BRANO FORNITO:
───

I livelli non sono tra loro separati, ma come cerchi concentrici si trovano a diverse profondità, simili a una spirale. Il più profondo è quello in cui alberga la trascendenza che l’uomo da solo non può darsi, ma a cui tende ogni elemento degli altri livelli: il terribile dono della libertà dà la possibilità di scegliere tra l’orgoglio dell’auto-trascendersi o l’accettazione della vita da altro.

Su questi tre livelli (corpo, anima, spirito) si gioca l’educazione integrale dell’uomo, anche se l’uomo, ferito dal male, possiede questa armonia non in equilibrio: essa quindi va curata, rafforzata, indirizzata, educata.

───

ISTRUZIONI E REQUISITI:
Secondo il brano sull'educazione integrale dell'uomo, su quali tre livelli si gioca questa educazione? Le righe riportate qui di seguito non servono per lo svolgimento.

───

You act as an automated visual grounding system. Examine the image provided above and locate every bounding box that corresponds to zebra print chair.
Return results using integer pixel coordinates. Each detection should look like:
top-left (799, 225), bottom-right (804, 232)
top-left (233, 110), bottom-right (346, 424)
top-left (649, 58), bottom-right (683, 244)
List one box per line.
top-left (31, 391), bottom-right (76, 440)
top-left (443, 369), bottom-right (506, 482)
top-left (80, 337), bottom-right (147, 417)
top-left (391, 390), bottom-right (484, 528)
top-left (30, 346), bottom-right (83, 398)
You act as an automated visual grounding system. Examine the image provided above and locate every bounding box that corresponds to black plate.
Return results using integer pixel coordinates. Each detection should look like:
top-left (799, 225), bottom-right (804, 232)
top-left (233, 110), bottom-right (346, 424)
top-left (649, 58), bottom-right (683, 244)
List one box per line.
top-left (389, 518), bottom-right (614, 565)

───

SOLUZIONE PROPOSTA:
Corpo, anima e spirito.